## Exercise brief
From the records below, copy out unchanged every line starting at the one that has "Query: vertical flower stem" and ending after the one that has "8), (149, 14)]".

## Task inputs
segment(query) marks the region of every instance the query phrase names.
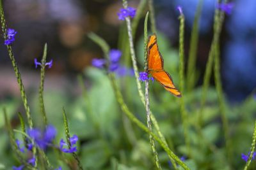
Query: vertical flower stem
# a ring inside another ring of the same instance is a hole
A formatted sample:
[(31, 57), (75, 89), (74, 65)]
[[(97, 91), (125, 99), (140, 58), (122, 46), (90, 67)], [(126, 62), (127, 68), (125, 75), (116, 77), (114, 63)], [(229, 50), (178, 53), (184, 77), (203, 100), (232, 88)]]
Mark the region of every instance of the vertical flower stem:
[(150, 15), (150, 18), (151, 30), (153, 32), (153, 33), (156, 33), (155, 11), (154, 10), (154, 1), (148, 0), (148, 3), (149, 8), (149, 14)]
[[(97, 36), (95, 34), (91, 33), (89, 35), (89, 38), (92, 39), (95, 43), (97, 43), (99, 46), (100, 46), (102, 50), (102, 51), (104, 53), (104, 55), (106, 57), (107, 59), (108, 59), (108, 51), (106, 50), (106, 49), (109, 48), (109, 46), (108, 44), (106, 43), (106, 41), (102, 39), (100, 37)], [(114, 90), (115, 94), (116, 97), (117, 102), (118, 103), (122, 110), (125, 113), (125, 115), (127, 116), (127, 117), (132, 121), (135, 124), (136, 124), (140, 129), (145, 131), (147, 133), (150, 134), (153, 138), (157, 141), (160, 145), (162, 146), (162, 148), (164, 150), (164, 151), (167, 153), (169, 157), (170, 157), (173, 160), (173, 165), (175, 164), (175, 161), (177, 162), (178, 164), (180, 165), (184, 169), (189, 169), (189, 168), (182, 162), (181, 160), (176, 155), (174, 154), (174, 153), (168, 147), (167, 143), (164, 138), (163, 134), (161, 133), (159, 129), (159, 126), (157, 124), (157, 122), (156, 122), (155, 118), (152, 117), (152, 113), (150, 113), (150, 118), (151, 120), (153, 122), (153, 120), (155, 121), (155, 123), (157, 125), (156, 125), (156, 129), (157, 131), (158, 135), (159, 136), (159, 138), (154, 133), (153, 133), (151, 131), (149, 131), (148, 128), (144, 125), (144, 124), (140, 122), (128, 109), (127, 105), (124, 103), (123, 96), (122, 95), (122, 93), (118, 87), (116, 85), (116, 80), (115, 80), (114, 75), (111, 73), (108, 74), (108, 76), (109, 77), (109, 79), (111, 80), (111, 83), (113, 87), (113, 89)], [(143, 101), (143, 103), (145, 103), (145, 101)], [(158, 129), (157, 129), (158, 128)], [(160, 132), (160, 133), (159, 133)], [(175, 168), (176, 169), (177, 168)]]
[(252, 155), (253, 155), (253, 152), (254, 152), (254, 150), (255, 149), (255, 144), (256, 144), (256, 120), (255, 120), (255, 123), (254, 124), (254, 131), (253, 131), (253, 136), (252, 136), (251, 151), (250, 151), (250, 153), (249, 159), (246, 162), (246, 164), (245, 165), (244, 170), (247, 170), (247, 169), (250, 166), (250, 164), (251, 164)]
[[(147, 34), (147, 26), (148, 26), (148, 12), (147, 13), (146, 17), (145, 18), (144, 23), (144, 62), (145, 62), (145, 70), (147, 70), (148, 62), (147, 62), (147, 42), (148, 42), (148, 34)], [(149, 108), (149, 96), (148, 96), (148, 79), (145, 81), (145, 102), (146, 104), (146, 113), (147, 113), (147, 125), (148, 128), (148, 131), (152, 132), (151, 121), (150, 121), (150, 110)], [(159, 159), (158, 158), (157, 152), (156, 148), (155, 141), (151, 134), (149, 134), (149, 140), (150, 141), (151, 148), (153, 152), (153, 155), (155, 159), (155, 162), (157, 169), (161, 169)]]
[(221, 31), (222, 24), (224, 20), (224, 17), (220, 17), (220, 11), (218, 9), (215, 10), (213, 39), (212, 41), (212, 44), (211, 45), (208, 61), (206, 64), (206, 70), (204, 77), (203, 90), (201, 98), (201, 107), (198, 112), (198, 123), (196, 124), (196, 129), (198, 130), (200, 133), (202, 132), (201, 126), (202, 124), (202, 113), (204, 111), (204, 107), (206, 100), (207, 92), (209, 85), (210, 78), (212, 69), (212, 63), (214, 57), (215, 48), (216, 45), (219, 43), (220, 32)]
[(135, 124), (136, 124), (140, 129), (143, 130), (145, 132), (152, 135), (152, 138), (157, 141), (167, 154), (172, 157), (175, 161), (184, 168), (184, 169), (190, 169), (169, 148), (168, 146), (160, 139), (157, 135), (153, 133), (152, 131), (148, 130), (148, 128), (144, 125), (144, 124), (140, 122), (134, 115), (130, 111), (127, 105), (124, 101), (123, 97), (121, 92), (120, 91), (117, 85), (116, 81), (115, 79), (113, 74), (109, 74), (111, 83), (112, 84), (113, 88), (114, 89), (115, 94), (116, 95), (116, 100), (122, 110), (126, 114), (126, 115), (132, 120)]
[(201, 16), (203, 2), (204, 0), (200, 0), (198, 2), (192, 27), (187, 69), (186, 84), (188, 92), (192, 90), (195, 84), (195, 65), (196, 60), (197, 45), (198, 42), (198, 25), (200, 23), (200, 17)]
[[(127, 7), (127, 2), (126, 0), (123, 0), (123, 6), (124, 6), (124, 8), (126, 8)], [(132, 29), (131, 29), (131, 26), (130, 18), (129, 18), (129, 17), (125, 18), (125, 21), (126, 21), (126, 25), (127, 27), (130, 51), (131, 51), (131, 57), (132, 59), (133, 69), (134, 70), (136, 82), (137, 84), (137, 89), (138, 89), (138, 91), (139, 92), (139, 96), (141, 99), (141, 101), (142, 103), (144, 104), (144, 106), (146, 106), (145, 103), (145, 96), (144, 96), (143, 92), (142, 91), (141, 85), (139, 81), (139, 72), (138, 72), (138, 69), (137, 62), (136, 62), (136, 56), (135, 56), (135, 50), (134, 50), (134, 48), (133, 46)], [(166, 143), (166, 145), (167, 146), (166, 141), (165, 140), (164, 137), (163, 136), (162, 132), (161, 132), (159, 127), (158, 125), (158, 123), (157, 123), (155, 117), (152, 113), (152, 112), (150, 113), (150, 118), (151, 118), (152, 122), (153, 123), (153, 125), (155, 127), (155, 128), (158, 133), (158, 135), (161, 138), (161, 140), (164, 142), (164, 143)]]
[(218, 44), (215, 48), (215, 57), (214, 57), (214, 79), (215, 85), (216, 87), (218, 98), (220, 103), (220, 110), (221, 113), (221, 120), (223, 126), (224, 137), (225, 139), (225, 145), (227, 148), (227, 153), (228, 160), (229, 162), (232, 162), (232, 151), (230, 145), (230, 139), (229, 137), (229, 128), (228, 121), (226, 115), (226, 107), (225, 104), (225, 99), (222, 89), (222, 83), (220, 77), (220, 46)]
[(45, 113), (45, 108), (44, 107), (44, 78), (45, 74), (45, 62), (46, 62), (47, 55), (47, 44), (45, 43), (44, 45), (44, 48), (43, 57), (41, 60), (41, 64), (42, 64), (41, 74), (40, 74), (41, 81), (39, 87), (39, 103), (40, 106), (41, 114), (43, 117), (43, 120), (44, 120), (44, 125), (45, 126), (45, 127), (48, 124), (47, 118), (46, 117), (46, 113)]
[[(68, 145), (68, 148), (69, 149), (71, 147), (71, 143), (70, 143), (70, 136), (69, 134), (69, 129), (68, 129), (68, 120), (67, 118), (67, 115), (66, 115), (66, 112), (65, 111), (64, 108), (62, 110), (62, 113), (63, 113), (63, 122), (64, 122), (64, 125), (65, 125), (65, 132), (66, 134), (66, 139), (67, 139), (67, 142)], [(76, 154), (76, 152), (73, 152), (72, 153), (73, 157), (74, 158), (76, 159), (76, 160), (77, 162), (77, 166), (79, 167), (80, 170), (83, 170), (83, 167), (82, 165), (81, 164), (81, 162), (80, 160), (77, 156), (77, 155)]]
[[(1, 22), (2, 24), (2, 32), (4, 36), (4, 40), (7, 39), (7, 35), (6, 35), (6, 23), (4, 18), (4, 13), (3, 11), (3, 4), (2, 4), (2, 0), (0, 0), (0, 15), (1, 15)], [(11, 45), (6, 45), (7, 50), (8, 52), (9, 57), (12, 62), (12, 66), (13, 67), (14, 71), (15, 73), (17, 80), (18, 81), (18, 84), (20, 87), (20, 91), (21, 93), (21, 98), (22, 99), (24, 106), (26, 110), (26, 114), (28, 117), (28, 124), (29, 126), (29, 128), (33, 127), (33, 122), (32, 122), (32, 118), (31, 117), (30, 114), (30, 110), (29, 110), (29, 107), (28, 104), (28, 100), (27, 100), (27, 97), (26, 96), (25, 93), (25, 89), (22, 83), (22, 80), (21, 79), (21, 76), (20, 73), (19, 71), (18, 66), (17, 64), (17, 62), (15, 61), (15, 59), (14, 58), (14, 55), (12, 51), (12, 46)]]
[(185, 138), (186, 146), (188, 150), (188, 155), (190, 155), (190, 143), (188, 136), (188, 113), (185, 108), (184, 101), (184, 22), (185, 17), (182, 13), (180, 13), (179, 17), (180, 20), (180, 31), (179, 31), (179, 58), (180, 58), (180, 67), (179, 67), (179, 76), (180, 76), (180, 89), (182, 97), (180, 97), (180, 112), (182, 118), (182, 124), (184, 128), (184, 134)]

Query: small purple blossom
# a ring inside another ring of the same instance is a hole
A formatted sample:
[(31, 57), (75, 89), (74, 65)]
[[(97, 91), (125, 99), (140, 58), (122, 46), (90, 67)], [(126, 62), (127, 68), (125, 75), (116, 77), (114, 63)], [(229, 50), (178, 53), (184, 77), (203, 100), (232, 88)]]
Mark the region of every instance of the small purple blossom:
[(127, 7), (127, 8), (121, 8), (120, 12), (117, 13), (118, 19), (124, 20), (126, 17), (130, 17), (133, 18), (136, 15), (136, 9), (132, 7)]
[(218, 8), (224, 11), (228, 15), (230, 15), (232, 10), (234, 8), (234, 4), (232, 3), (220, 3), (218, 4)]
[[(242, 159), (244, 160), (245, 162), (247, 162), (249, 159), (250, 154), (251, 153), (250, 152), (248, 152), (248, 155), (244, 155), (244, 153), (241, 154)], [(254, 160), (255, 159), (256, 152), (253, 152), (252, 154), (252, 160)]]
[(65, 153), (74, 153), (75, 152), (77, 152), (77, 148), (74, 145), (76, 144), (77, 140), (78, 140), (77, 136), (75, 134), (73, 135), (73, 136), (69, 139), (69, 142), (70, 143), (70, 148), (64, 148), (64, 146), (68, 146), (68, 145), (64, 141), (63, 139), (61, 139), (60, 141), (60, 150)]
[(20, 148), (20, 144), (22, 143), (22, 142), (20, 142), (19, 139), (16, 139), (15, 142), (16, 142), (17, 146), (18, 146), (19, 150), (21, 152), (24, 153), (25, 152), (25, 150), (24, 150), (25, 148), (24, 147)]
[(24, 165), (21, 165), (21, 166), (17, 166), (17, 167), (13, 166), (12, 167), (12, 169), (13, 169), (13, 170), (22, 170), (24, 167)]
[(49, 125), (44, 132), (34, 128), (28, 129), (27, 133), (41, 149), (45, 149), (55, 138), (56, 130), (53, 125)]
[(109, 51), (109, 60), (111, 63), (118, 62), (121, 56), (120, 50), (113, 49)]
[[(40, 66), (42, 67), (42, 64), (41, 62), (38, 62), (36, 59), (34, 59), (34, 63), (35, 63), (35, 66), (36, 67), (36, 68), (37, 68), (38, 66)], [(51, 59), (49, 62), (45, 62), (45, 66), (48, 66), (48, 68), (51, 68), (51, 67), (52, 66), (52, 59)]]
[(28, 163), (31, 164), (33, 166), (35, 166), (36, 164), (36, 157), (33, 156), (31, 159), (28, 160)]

## The solution
Query: vertical flower stem
# a ring inside another ring of the same instance is a hole
A formatted sample:
[(31, 57), (75, 89), (74, 65)]
[[(97, 91), (125, 99), (140, 58), (122, 46), (90, 67)], [(126, 62), (127, 68), (125, 75), (116, 77), (114, 63)], [(229, 50), (178, 53), (184, 77), (203, 100), (232, 88)]]
Mark the region of every instance of the vertical flower stem:
[(150, 15), (150, 18), (151, 30), (153, 32), (153, 33), (156, 33), (155, 11), (154, 10), (154, 1), (148, 0), (148, 3), (149, 8), (149, 14)]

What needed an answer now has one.